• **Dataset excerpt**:

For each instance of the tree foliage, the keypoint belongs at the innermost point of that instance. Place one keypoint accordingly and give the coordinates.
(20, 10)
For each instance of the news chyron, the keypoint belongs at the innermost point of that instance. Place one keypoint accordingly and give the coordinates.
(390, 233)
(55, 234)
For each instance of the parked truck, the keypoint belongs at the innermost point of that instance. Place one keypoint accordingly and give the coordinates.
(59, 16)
...
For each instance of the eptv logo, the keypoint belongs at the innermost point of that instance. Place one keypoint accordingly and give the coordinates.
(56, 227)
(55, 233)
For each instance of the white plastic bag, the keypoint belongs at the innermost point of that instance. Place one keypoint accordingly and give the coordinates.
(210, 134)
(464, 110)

• **TASK REQUIREMENTS**:
Pull out every line of the material above that contains the word "accordingly", and copy each of those lines in full.

• **RESULT FOR THIS TASK**:
For each instance of the tree foliage, the keypoint belongs at the innermost point of that instance. Place one keypoint accordingly and give the coordinates.
For each instance of the news chyron, the keypoint belongs at the innermost point of that instance. Place one keypoint accordingly and give the coordinates.
For each instance of the parked truck, the keypoint belongs at the innermost point of that instance. Place one keypoint accordingly and give the coordinates.
For each instance of the eptv logo, the keypoint belongs at the innermost point of that instance. Place one keypoint accordingly and give the coordinates.
For each instance of the white plastic bag, the keypoint belongs at the innermost point of that instance. Place one keypoint accordingly and give the coordinates.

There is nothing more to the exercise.